▸ WHAT THE EXERCISE ASKS
Return every line below exactly as written.

Point localization data:
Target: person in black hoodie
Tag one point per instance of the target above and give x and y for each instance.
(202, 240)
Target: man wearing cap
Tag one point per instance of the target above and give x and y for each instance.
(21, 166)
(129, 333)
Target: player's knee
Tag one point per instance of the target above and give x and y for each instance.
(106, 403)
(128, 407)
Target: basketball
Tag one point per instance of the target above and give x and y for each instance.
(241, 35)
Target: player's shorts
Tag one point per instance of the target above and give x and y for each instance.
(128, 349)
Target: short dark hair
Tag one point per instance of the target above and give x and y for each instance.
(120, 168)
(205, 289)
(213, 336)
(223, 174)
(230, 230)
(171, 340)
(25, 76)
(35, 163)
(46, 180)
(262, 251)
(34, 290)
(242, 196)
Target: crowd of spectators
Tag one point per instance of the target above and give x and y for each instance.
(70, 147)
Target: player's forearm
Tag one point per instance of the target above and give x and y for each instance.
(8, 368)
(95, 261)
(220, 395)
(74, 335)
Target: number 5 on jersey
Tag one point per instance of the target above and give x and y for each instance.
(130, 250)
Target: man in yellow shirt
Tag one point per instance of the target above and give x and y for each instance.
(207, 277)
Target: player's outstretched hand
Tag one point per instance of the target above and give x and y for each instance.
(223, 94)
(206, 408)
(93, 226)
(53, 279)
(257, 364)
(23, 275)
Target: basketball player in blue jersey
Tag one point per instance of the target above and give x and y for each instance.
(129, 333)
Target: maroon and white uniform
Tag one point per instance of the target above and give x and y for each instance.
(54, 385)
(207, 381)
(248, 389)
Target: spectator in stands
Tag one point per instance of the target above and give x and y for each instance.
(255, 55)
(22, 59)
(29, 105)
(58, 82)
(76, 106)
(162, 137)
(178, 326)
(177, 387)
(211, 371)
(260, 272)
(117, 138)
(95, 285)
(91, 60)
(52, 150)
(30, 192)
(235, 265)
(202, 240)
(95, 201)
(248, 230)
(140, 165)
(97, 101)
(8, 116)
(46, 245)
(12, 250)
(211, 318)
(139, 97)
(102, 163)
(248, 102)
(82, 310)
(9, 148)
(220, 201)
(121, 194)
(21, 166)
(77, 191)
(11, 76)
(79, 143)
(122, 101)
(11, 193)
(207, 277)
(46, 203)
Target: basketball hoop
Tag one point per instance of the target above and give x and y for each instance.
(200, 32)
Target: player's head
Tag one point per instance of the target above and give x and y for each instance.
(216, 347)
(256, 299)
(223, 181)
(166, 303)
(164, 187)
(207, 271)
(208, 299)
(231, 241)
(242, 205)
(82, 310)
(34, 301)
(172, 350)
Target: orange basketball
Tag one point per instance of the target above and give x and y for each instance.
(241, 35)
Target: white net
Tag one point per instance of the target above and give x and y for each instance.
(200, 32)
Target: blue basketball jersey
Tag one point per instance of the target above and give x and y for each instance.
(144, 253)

▸ ANSWER FOR THE TASK
Target: person in black hoodie
Tag one point per instance of the target above and give x and y for each instance.
(202, 240)
Target: man wearing cap
Tag one point per instance of the target above and give x and y for each instance.
(21, 166)
(129, 333)
Target: player's knee
Tag one point per instance of the target above and give x and y for each instance.
(106, 403)
(128, 407)
Target: basketball
Tag one point per instance of the target above and give x and y for each instance.
(241, 35)
Target: player's shorts
Tag one point per instance of the target above and give x and y for each instance.
(128, 349)
Target: short dark hair
Tag one point per instance of the target above and give x and y for each instance.
(120, 168)
(205, 289)
(213, 336)
(223, 174)
(230, 230)
(171, 340)
(25, 76)
(35, 163)
(46, 180)
(262, 251)
(34, 290)
(242, 196)
Target: crowd of spectators
Tag one point per instance of the target above and give x and y for each instance.
(70, 147)
Target: player's forearm
Tag one point per instance of the target above and give x and y for each instance.
(8, 368)
(95, 261)
(220, 395)
(74, 335)
Target: number 5 on jersey
Tag one point per instance of the target above and give x and y for each instance.
(130, 250)
Target: man in yellow shirt
Tag one point per instance of the target above and give x and y for each instance.
(207, 277)
Target: player's outstretched hand
Tag one point per instance of the target above and give x and y for each instance.
(223, 94)
(206, 408)
(93, 226)
(53, 279)
(257, 364)
(23, 275)
Target: basketball player in blue jersey
Tag one point per instance of the target above and give x and y for each instance.
(129, 333)
Target: maroon and white uniform
Tag one point per instance of the target above and give x and y for each instance.
(54, 385)
(207, 381)
(248, 389)
Target: spectator in stands
Tag one point per instance of the target above and give x and y for each instance.
(255, 55)
(22, 59)
(29, 105)
(58, 82)
(76, 106)
(162, 137)
(178, 326)
(177, 387)
(211, 371)
(260, 272)
(117, 138)
(95, 285)
(91, 60)
(52, 150)
(30, 192)
(235, 265)
(202, 240)
(95, 201)
(248, 230)
(140, 165)
(97, 101)
(8, 116)
(46, 245)
(12, 250)
(211, 318)
(139, 97)
(102, 163)
(248, 102)
(82, 310)
(9, 148)
(220, 201)
(121, 194)
(21, 166)
(77, 191)
(11, 76)
(79, 143)
(122, 101)
(11, 193)
(207, 277)
(46, 203)
Target: basketball hoop
Tag one point per instance of the target above and give x and y for each instance.
(200, 32)
Target: player's head
Tag one point per instance of the target above and give x and y for each instance.
(216, 347)
(256, 299)
(223, 181)
(166, 303)
(164, 187)
(207, 271)
(208, 299)
(231, 241)
(242, 205)
(82, 310)
(34, 301)
(172, 350)
Target: orange basketball
Tag one point per instance of the target above and give x and y for each instance.
(241, 35)
Target: white net
Tag one point per instance of the target above and give x and y for each instance.
(200, 32)
Target: blue basketball jersey
Tag one point per instance of the target above and give x and y for each instance.
(144, 253)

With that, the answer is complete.